#### Excerpted passage ####

There were 2 films made.
Same intro of Daleks scene from the film.
Lots of running through sets that look a bit orange. And there’s a kid. Who isn’t their creepy imagination brain. That’s Susan? Er, bit small.
Dr hears a noise… follows noise… blinky noises and lights.
(hmmm, videos work better for class cause they leave them in exactly the right place, but DVDs work better if you’ve got multi clips)
They’re up to the mercury bit. Um, there was better acting on the TV.
… and then it’s the Drs turn to not notice there’s Daleks until the camera pulls back and can see them.
Dalek with a pincher.
And now Dalek gas that doesn’t actually paralyse the guy.
Pincher hand picks Drs pocket.
… the film is worse than the TV. Even with color and money.
/film
So similar, yet so different.
What are the major differences.
Color, big selling point of the film.
Firstly, the Doctor… and Susan.
Susan is no longer a teenage girl, she’s a very smart young… it’s turned very children friendly.
There’s the moment the Dr confesses to Ian about the fluid link. The reaction is… Ian in the TV series just flies off the handle at him, here is just *shrugs*.
The film… made clearly for a family audience, considered a holiday movie, to have as wide appeal as possible.
There’s an interesting phrase in the article about these Dalek movies where it says in TV you’ve got intimate terror; it’s more scary watching it on TV than in the film.
A 90 minute film can’t have all the little nuances of a 7 part serial. There’s nothing missing from the serial in this. Follows slavishly in less than half the time.
Program finished at start of 64, film came out July 65. Fair turn around to snatch the writing and put the film on (maybe, mumble)
There’s the other point made by in that article is that SF in Britain has always been niche marketed for children, though there’s a lot of adult stuff going on in the Dalek episodes on TV it’s not there in the films. Ian is Roy Castle. We’re not expecting depth of character from Roy Castle. He’s there for comic relief.
Doctor has become his cuddly grandfather, which in a way is what Hartnell eventually became.
Barbara in this movie, Jenny Linden, she’s the glamour basically. Which is interesting because at the time of the series the notion of the sexy attractive DW assistant didn’t exist.
With the sequel movie the girl is played by Jill Curzon, plenty of publicity photos of her in a bikini. There aren’t any of the original Barbara in a bikini.

#### Records shown ####

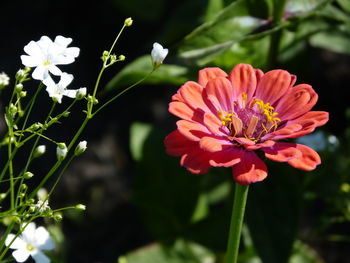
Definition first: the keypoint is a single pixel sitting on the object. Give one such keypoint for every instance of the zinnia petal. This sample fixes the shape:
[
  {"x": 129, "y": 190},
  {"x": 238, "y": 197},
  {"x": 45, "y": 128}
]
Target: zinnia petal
[
  {"x": 251, "y": 169},
  {"x": 296, "y": 102},
  {"x": 219, "y": 92},
  {"x": 308, "y": 161},
  {"x": 282, "y": 152},
  {"x": 207, "y": 74},
  {"x": 243, "y": 79}
]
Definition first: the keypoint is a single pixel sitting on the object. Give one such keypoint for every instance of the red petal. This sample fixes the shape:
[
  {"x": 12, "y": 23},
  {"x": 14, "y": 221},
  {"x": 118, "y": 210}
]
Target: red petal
[
  {"x": 207, "y": 74},
  {"x": 192, "y": 130},
  {"x": 308, "y": 161},
  {"x": 243, "y": 79},
  {"x": 226, "y": 158},
  {"x": 211, "y": 144},
  {"x": 273, "y": 85},
  {"x": 183, "y": 111},
  {"x": 282, "y": 152},
  {"x": 251, "y": 169},
  {"x": 220, "y": 93},
  {"x": 296, "y": 102}
]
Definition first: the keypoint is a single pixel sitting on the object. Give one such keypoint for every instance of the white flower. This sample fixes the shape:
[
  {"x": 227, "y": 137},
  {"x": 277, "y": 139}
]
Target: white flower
[
  {"x": 61, "y": 151},
  {"x": 44, "y": 55},
  {"x": 58, "y": 90},
  {"x": 31, "y": 243},
  {"x": 4, "y": 79},
  {"x": 81, "y": 93},
  {"x": 158, "y": 54}
]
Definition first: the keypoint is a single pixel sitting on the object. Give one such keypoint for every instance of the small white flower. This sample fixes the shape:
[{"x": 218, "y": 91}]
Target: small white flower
[
  {"x": 31, "y": 243},
  {"x": 58, "y": 90},
  {"x": 45, "y": 54},
  {"x": 61, "y": 151},
  {"x": 4, "y": 79},
  {"x": 81, "y": 93},
  {"x": 158, "y": 54},
  {"x": 42, "y": 206},
  {"x": 81, "y": 147}
]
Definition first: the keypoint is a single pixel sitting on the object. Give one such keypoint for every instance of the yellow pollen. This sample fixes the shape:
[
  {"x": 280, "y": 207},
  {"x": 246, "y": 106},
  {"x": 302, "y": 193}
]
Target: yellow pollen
[{"x": 251, "y": 126}]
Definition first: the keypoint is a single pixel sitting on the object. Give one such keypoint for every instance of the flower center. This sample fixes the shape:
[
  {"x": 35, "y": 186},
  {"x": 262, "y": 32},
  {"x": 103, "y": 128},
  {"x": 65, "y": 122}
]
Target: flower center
[
  {"x": 30, "y": 247},
  {"x": 251, "y": 120}
]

####

■ **What the exercise asks**
Carry on with the notes comparing the Dalek films and the TV serial, starting right after their last sentence. The data that comes before this point has no connection to the text about the Dalek films.

■ **Result of this exercise**
Films for a long time looked down on by fan community. Second one better.
In the second movie…
They were doing a tie in competition with sugar puffs to win a Dalek, so in every scene there’s a poster of sugar puffs in 2150. Good drinking game.
Can show trailer to second film
… the truck that smashes the Daleks is *tiny* in this version. Is not so convincing.
/trailer
… same plot, somehow looks worse.
NH has seen that film more than any other.
Interesting thing – who isn’t mentioned in that trailer? Doctor Who. DW isn’t the selling point, it’s the Daleks.
Just from that trailer the whole blitz/war thing does come out.
Ray Brooks – ‘the young man with the knack’ – intertextuality, he’d just made the film The Knack.
That’s the thing with the TV thing, they can’t say it’s 1964 cause everyone would just say the Daleks hadn’t invaded. So if it’s 2150 AD then it looks remarkably like 1964.
Ignore the date, just go with the story.
Daleks are the most recurring alien in the series.
They have changed.
When we get to Tom Baker and look at Genesis of the Daleks the nazi parallels are really obvious there.
But when they returned at the end of Eccleston’s season they became religious fundamentalists. Fascinating. Nazism doesn’t hold that threat, but fundamentalists are the big fear.
/lesson.
Closing clip – not the Spike Milligan
Recent but with a twist.
Dalek ep, not in English.
Sounds bad.
Will probably show the regeneration in French.
Great thing is it does follow the script. Doctor refers to Daleks as a rubbish bin.
Next week – regeneration; monster; set on Earth, Doctor’s ambiguous relation to those in power.
PS on way out discovered tutor does not like canon Jack/Ianto. Says it doesn't add anything.
ha!
... I add the funny abbreviation for cultural studies to my tags specifically to answer this complaint.